▸ **Work to complete**:
Going through the data below, please show each line containing the string "handle".

::: Provided material :::

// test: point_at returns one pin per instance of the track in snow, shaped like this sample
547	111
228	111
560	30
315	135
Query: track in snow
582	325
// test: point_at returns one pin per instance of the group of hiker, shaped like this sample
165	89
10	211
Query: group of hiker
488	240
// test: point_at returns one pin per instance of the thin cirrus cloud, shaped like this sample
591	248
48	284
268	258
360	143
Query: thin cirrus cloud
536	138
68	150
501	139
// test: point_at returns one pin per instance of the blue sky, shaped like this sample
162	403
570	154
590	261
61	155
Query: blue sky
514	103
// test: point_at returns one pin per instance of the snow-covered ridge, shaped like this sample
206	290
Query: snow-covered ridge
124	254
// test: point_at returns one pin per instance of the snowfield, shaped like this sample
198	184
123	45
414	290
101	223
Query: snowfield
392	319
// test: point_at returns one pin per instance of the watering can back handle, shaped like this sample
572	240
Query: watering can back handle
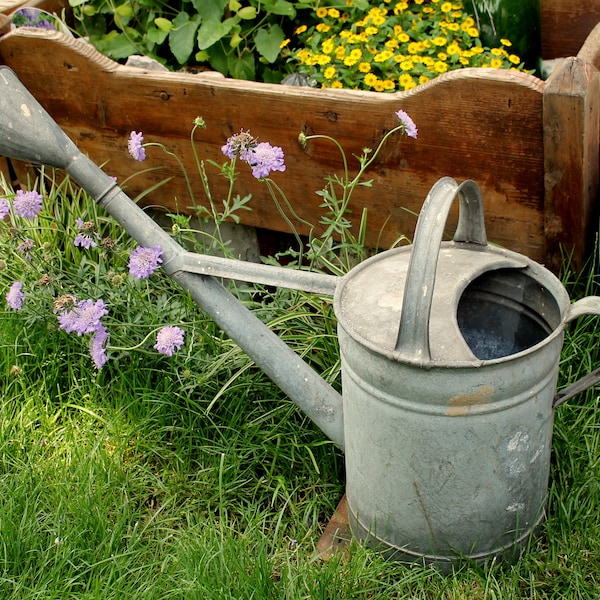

:::
::: Provided material :::

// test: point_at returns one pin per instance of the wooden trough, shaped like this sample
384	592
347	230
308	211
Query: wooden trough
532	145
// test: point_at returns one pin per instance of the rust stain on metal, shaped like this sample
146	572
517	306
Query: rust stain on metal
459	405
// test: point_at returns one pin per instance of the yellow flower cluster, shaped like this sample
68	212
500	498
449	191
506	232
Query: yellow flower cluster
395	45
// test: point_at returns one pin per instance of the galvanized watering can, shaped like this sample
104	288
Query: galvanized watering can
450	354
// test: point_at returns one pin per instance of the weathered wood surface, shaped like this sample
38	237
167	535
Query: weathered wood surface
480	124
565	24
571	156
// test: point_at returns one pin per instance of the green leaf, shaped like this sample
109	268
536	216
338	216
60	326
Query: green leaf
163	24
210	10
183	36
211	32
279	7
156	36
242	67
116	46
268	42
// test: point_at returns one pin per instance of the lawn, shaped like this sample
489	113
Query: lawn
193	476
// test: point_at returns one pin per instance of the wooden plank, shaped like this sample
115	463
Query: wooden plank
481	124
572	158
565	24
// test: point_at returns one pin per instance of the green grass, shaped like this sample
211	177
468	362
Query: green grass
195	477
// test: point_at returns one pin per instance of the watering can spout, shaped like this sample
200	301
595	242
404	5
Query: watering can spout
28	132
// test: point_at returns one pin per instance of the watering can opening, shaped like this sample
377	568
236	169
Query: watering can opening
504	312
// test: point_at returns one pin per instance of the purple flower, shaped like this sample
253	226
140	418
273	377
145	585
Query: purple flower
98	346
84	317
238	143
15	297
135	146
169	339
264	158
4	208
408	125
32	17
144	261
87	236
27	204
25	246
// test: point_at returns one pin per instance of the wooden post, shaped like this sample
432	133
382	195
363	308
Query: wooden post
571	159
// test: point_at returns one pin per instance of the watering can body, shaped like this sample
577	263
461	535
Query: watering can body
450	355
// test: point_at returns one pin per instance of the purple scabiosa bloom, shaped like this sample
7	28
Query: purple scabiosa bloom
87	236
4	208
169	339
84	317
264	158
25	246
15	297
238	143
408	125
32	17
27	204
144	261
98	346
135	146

:::

▸ **Exercise output**:
// test: point_at returns one pin per instance of the watering can back handle, shaped like this sample
Query: watering can back handle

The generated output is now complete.